__Requirements__: Please set down the material below word for word, starting with the line containing "Crossing-audit request: pin the mountain" and going on through the last line of the material, with both ends included.

═══ Record extracts

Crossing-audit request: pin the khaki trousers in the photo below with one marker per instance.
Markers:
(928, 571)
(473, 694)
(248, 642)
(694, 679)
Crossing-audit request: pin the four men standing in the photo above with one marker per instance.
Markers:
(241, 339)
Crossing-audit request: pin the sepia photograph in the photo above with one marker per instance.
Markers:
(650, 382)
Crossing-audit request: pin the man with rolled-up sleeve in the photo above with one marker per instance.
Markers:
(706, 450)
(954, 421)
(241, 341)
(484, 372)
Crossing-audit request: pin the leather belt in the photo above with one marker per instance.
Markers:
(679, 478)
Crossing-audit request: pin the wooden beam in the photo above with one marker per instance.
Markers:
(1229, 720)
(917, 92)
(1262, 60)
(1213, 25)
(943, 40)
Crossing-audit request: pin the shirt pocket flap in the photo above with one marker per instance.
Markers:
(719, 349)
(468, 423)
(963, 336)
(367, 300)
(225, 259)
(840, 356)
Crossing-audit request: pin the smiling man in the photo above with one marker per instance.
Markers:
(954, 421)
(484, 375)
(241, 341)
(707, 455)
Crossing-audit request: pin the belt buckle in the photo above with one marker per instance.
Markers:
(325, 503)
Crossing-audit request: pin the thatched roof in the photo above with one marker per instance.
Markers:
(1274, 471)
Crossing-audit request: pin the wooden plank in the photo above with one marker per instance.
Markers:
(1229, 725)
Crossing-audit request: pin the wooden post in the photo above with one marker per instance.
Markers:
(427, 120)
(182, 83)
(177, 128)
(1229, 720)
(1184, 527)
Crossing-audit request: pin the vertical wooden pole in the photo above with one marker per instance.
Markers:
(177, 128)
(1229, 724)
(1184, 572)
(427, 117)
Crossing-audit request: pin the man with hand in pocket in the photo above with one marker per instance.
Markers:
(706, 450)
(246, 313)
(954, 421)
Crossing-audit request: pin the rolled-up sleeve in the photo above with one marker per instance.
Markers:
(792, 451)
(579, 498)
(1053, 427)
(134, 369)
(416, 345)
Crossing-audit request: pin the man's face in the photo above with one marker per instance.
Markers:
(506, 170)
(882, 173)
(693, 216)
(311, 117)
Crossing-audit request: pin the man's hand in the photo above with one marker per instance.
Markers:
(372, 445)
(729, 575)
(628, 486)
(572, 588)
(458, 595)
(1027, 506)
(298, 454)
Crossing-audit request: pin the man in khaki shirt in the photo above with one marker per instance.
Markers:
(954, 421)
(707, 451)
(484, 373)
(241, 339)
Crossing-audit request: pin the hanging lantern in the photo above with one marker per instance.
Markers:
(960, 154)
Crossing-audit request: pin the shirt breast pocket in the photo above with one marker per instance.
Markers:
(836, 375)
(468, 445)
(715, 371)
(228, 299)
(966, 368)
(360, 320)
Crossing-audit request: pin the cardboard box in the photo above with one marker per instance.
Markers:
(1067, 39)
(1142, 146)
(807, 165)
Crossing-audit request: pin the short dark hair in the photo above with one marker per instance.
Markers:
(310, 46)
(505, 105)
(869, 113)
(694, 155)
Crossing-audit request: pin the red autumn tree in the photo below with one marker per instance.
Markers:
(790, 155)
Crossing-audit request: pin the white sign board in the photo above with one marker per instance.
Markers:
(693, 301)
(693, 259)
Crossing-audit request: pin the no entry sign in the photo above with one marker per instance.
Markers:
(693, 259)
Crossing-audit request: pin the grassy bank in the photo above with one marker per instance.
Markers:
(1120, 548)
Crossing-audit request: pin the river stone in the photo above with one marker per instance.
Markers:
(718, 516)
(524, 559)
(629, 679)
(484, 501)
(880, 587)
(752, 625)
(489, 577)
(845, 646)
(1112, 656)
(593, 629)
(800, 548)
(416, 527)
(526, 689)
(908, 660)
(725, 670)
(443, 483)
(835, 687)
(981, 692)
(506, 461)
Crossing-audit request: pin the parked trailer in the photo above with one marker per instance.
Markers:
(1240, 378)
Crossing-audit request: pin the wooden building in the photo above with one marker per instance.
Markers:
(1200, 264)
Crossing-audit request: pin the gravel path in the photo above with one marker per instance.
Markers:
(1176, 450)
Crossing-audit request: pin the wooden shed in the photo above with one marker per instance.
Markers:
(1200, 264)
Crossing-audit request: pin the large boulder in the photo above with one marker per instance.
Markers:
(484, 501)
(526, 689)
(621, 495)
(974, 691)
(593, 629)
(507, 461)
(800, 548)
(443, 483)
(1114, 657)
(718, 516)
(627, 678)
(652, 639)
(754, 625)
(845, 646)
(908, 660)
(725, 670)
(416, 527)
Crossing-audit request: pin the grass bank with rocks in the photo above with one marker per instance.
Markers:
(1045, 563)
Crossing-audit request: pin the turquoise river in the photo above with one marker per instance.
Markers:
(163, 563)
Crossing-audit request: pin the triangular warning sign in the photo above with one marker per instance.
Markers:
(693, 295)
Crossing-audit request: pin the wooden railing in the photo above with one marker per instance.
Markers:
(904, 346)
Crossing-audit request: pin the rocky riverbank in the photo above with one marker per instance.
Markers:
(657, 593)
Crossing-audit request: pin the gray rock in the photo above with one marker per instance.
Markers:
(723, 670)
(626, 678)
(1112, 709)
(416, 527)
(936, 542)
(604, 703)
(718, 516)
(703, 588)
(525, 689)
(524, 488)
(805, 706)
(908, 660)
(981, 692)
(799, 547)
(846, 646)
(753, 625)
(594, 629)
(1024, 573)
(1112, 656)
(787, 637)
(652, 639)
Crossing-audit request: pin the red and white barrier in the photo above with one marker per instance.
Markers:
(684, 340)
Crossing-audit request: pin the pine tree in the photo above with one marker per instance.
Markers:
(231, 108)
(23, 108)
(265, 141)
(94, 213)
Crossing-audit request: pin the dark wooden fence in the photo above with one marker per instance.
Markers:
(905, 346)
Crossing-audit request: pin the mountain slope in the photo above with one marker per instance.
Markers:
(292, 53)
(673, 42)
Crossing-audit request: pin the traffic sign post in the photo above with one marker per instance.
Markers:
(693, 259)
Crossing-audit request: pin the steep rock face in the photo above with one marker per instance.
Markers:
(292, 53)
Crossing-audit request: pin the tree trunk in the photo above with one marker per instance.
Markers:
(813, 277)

══════

__Correct response__:
Crossing-audit request: pin the mountain slope in the photo above with one marker per instance.
Markers:
(292, 53)
(673, 42)
Crossing-audit request: pin the traffic sign post in the photo above with one marker per instance.
Markers:
(693, 259)
Crossing-audit request: pin the steep rock face in the photo above with one marker per instance.
Markers:
(292, 53)
Crossing-audit request: pin the tree trunk in the photo above with one marker per instance.
Markers:
(813, 277)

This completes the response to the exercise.